■ What needs to be done ■
Repeat the entries below line for line, leaving out the pictures.

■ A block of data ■
━━━━━━━━━━━━━━━━
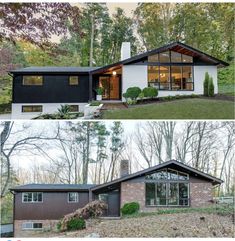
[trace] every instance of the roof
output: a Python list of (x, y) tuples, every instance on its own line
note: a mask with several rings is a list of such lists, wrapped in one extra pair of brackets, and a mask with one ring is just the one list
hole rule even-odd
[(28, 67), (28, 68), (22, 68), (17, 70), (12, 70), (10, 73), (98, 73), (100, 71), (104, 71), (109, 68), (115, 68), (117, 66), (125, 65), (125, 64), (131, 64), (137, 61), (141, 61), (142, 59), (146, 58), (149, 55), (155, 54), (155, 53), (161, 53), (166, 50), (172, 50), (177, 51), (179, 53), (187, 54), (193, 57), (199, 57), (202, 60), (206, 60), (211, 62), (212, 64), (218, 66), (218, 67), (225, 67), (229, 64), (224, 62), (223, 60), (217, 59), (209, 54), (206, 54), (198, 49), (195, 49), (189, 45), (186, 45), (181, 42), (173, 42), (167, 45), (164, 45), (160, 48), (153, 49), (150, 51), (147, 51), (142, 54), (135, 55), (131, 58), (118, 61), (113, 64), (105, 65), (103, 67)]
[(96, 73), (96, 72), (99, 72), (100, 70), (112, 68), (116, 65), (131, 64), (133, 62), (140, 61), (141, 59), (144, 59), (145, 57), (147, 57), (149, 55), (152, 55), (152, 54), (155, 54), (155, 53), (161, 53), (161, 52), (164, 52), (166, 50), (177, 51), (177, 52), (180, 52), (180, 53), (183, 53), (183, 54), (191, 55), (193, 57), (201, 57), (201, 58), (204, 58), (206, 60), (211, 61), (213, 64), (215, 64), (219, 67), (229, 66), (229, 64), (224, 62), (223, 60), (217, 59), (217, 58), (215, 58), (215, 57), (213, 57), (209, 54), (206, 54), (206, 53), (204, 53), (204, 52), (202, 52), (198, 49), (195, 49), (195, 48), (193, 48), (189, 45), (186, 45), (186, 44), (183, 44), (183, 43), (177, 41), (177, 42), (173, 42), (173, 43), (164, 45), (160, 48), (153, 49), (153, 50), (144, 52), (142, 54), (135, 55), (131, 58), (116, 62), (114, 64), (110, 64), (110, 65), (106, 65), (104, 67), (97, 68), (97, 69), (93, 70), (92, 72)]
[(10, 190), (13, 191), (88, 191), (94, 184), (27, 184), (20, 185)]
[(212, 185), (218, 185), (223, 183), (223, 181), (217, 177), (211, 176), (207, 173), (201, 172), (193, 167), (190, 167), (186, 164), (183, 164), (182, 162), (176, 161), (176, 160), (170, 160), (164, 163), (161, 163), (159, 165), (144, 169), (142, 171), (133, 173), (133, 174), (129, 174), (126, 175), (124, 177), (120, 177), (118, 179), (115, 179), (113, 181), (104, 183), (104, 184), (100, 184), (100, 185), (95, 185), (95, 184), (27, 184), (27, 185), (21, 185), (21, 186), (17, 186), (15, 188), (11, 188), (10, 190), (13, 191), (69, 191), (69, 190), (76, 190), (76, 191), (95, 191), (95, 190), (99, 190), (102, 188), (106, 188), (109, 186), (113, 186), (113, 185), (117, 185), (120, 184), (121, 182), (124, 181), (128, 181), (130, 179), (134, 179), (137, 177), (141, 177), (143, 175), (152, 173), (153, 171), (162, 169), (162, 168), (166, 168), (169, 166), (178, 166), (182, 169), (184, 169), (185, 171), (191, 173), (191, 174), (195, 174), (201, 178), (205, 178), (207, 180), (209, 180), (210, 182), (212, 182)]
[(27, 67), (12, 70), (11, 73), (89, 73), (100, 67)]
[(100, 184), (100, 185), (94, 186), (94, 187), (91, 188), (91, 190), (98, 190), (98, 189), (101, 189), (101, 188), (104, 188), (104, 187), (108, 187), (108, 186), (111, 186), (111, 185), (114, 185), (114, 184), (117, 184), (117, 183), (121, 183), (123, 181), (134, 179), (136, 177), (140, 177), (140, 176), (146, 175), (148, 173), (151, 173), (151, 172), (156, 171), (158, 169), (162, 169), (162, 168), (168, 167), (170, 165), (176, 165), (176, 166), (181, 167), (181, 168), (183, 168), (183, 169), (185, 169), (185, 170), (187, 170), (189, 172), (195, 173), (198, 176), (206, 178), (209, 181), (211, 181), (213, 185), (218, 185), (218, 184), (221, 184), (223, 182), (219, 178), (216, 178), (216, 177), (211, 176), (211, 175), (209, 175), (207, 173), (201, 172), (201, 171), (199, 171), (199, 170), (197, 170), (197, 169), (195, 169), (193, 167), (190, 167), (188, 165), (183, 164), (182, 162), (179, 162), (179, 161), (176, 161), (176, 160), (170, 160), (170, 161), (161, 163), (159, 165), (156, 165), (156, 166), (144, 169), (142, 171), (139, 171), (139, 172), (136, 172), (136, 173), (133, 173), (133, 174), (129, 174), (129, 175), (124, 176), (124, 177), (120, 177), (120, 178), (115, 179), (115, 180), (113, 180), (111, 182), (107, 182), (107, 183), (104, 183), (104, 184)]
━━━━━━━━━━━━━━━━
■ Response to the task ■
[trace] every instance of the roof
output: a Python list of (x, y) tuples, every instance on its own line
note: a mask with several rings is a list of such lists, wrapped in one extra pair of brackets, and a mask with one ring is just the one list
hole rule even-odd
[(28, 67), (28, 68), (22, 68), (17, 70), (12, 70), (10, 73), (98, 73), (100, 71), (104, 71), (109, 68), (115, 68), (117, 66), (125, 65), (125, 64), (131, 64), (137, 61), (141, 61), (142, 59), (146, 58), (149, 55), (155, 54), (155, 53), (161, 53), (166, 50), (172, 50), (177, 51), (179, 53), (187, 54), (193, 57), (199, 57), (202, 60), (206, 60), (211, 62), (212, 64), (218, 66), (218, 67), (225, 67), (229, 64), (224, 62), (223, 60), (217, 59), (209, 54), (206, 54), (198, 49), (195, 49), (189, 45), (186, 45), (181, 42), (173, 42), (167, 45), (164, 45), (160, 48), (153, 49), (150, 51), (147, 51), (142, 54), (135, 55), (131, 58), (118, 61), (113, 64), (105, 65), (103, 67)]
[(96, 73), (96, 72), (99, 72), (100, 70), (112, 68), (116, 65), (131, 64), (133, 62), (140, 61), (141, 59), (144, 59), (145, 57), (147, 57), (149, 55), (152, 55), (152, 54), (155, 54), (155, 53), (161, 53), (161, 52), (164, 52), (166, 50), (177, 51), (177, 52), (180, 52), (180, 53), (183, 53), (183, 54), (191, 55), (193, 57), (201, 57), (201, 58), (204, 58), (206, 60), (211, 61), (213, 64), (215, 64), (219, 67), (229, 66), (229, 64), (224, 62), (223, 60), (217, 59), (217, 58), (215, 58), (215, 57), (213, 57), (209, 54), (206, 54), (206, 53), (204, 53), (204, 52), (202, 52), (198, 49), (195, 49), (195, 48), (193, 48), (189, 45), (186, 45), (186, 44), (183, 44), (183, 43), (177, 41), (177, 42), (173, 42), (173, 43), (164, 45), (160, 48), (153, 49), (153, 50), (144, 52), (142, 54), (135, 55), (131, 58), (116, 62), (114, 64), (110, 64), (110, 65), (106, 65), (104, 67), (97, 68), (97, 69), (93, 70), (92, 72)]
[(10, 190), (13, 191), (88, 191), (94, 184), (27, 184), (20, 185)]
[(212, 185), (218, 185), (223, 183), (223, 181), (217, 177), (211, 176), (207, 173), (201, 172), (193, 167), (190, 167), (186, 164), (183, 164), (182, 162), (176, 161), (176, 160), (170, 160), (164, 163), (161, 163), (159, 165), (144, 169), (142, 171), (133, 173), (133, 174), (129, 174), (126, 175), (124, 177), (120, 177), (118, 179), (115, 179), (113, 181), (104, 183), (104, 184), (100, 184), (100, 185), (95, 185), (95, 184), (27, 184), (27, 185), (21, 185), (21, 186), (17, 186), (15, 188), (11, 188), (10, 190), (13, 191), (69, 191), (69, 190), (76, 190), (76, 191), (95, 191), (95, 190), (99, 190), (102, 188), (106, 188), (109, 186), (113, 186), (113, 185), (117, 185), (120, 184), (121, 182), (124, 181), (128, 181), (130, 179), (134, 179), (137, 177), (141, 177), (143, 175), (152, 173), (153, 171), (162, 169), (162, 168), (166, 168), (169, 166), (178, 166), (182, 169), (184, 169), (185, 171), (191, 173), (191, 174), (195, 174), (201, 178), (205, 178), (207, 180), (209, 180), (210, 182), (212, 182)]
[(27, 67), (12, 70), (11, 73), (89, 73), (100, 67)]
[(100, 184), (100, 185), (94, 186), (94, 187), (91, 188), (91, 190), (98, 190), (98, 189), (101, 189), (101, 188), (104, 188), (104, 187), (108, 187), (108, 186), (111, 186), (111, 185), (114, 185), (114, 184), (117, 184), (117, 183), (121, 183), (123, 181), (134, 179), (136, 177), (140, 177), (140, 176), (146, 175), (148, 173), (151, 173), (151, 172), (156, 171), (158, 169), (162, 169), (162, 168), (168, 167), (170, 165), (176, 165), (176, 166), (181, 167), (181, 168), (183, 168), (183, 169), (185, 169), (185, 170), (187, 170), (189, 172), (195, 173), (198, 176), (206, 178), (209, 181), (211, 181), (213, 185), (218, 185), (218, 184), (221, 184), (223, 182), (219, 178), (216, 178), (216, 177), (211, 176), (211, 175), (209, 175), (207, 173), (201, 172), (201, 171), (199, 171), (199, 170), (197, 170), (197, 169), (195, 169), (193, 167), (190, 167), (188, 165), (183, 164), (182, 162), (179, 162), (179, 161), (176, 161), (176, 160), (170, 160), (170, 161), (161, 163), (159, 165), (156, 165), (156, 166), (144, 169), (142, 171), (139, 171), (139, 172), (136, 172), (136, 173), (133, 173), (133, 174), (129, 174), (129, 175), (124, 176), (124, 177), (120, 177), (120, 178), (115, 179), (115, 180), (113, 180), (111, 182), (107, 182), (107, 183), (104, 183), (104, 184)]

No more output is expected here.